**Requirement**: From the line with "For the benchmark, mark every instance of the wooden arrow" through the final line, please write out the listing exactly, including both of those lines.

**Listing**:
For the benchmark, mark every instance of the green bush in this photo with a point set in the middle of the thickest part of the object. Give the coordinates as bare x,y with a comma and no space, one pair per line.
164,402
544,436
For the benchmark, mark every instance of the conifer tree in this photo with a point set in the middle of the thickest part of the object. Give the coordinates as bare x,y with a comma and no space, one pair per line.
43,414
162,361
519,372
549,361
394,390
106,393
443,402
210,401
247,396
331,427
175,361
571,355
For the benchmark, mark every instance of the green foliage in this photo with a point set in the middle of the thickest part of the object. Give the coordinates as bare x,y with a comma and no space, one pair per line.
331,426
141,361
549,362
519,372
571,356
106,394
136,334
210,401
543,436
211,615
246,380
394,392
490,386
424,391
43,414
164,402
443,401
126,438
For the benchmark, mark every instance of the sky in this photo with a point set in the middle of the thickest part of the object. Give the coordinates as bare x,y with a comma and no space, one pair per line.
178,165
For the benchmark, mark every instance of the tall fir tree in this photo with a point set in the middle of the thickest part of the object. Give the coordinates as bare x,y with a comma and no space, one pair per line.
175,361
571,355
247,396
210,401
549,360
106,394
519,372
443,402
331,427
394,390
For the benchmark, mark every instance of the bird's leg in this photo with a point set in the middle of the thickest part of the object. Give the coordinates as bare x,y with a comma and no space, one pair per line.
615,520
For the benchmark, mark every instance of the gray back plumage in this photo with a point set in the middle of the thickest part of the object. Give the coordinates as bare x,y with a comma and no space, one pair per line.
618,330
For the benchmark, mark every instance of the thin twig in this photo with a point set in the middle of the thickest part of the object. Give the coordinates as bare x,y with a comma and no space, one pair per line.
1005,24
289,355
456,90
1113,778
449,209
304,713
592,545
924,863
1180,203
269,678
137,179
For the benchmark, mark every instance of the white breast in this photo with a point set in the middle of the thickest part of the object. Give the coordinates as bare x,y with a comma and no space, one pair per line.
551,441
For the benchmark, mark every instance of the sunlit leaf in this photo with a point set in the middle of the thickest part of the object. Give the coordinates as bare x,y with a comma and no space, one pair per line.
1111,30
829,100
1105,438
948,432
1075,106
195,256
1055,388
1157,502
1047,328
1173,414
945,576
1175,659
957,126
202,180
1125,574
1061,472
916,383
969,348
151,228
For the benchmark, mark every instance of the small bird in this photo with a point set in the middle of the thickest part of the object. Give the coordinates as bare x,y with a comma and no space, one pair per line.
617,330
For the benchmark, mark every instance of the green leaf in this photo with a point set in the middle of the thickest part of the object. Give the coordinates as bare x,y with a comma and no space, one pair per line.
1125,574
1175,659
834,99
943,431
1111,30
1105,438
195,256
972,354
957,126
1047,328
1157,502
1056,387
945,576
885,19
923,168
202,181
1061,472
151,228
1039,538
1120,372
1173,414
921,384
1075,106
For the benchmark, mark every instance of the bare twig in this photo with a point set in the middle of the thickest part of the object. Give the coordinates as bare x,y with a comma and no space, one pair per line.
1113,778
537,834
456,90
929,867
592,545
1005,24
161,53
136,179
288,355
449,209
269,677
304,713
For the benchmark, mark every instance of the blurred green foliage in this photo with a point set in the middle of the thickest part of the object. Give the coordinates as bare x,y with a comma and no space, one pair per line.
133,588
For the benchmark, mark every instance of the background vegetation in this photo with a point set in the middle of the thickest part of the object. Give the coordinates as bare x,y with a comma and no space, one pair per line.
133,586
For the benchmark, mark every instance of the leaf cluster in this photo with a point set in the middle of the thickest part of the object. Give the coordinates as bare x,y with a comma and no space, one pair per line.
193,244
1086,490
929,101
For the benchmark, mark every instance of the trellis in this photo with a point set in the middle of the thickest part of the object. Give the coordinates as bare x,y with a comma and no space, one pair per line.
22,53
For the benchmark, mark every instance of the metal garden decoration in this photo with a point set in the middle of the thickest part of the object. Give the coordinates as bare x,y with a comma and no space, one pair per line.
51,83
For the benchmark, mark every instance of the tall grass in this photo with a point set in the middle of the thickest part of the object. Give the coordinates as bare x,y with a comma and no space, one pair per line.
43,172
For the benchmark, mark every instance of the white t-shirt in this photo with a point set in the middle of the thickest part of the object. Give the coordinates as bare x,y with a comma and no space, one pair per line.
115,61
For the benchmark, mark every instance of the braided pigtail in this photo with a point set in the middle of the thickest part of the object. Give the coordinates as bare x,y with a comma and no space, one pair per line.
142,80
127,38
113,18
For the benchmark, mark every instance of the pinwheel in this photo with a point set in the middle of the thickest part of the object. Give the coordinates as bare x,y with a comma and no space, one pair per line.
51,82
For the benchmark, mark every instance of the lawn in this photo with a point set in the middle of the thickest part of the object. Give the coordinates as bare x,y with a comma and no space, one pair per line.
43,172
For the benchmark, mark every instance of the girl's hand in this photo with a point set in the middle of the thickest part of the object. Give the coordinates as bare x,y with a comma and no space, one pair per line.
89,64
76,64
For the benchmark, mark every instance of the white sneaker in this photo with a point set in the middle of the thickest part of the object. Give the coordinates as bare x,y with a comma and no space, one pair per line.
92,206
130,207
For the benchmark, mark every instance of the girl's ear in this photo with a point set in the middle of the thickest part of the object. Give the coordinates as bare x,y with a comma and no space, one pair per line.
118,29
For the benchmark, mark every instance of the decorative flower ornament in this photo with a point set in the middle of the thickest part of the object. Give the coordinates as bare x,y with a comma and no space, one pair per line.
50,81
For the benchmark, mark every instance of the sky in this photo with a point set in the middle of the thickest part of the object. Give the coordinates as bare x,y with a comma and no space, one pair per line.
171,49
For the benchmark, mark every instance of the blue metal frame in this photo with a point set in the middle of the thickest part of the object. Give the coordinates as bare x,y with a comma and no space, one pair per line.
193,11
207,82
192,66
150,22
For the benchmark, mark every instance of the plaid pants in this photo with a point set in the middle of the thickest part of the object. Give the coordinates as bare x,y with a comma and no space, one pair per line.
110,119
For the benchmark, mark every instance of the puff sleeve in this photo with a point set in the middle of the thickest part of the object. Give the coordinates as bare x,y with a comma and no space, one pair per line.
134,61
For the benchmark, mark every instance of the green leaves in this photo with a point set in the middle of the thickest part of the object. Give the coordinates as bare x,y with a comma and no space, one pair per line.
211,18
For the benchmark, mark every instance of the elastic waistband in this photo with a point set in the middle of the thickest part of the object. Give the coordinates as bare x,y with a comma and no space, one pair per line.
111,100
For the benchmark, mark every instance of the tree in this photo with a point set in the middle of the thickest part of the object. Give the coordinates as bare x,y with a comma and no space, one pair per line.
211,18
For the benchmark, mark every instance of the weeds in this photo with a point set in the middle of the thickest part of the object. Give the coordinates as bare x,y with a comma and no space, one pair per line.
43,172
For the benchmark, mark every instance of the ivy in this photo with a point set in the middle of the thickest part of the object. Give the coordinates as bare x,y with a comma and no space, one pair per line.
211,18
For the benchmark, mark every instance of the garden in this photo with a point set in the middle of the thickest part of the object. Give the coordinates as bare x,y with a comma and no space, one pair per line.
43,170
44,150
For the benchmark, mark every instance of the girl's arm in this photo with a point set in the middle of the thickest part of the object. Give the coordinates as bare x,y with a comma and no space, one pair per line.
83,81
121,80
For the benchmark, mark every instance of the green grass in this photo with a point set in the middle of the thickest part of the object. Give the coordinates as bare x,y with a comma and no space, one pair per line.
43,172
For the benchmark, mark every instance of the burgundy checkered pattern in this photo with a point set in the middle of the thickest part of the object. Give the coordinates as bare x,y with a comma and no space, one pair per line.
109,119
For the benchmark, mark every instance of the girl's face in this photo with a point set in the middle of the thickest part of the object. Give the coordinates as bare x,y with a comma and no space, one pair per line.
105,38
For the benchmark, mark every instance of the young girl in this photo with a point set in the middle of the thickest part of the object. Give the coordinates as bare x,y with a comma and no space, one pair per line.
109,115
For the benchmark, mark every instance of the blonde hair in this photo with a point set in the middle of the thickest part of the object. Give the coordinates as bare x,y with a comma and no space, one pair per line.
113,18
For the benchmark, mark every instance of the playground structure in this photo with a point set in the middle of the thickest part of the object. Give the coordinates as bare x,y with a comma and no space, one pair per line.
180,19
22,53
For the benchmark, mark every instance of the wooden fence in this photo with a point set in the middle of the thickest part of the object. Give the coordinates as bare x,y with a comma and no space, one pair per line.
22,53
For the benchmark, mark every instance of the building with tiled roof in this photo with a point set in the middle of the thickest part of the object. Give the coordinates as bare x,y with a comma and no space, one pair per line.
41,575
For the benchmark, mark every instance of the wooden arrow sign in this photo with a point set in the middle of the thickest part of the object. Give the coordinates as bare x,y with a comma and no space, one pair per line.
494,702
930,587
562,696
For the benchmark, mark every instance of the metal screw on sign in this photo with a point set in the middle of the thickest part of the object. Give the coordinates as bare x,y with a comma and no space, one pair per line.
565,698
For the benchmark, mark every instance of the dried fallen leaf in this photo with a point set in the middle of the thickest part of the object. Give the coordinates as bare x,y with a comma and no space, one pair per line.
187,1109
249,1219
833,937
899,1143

**Exercise result**:
For the benchmark, mark every instance of the wooden arrow sign in this photo with a point set in the middle of the thickest part of the object. Give the coordinates as bare x,y with a comma and no space, one pair per line.
494,702
930,587
562,696
For the benchmark, mark every instance of the metal screw on sign in this photo with a point set in the middle of the thickest part of the object. Give the coordinates as bare x,y with a comma and no space, one pair per line.
565,698
For the benchmark, mark every instance of the dried fallen leaf in this photo with a point set in the middle of the thickest part of the object. Give the coordinates as bare x,y with a comma and no space, one pair per line.
187,1109
249,1219
833,937
899,1143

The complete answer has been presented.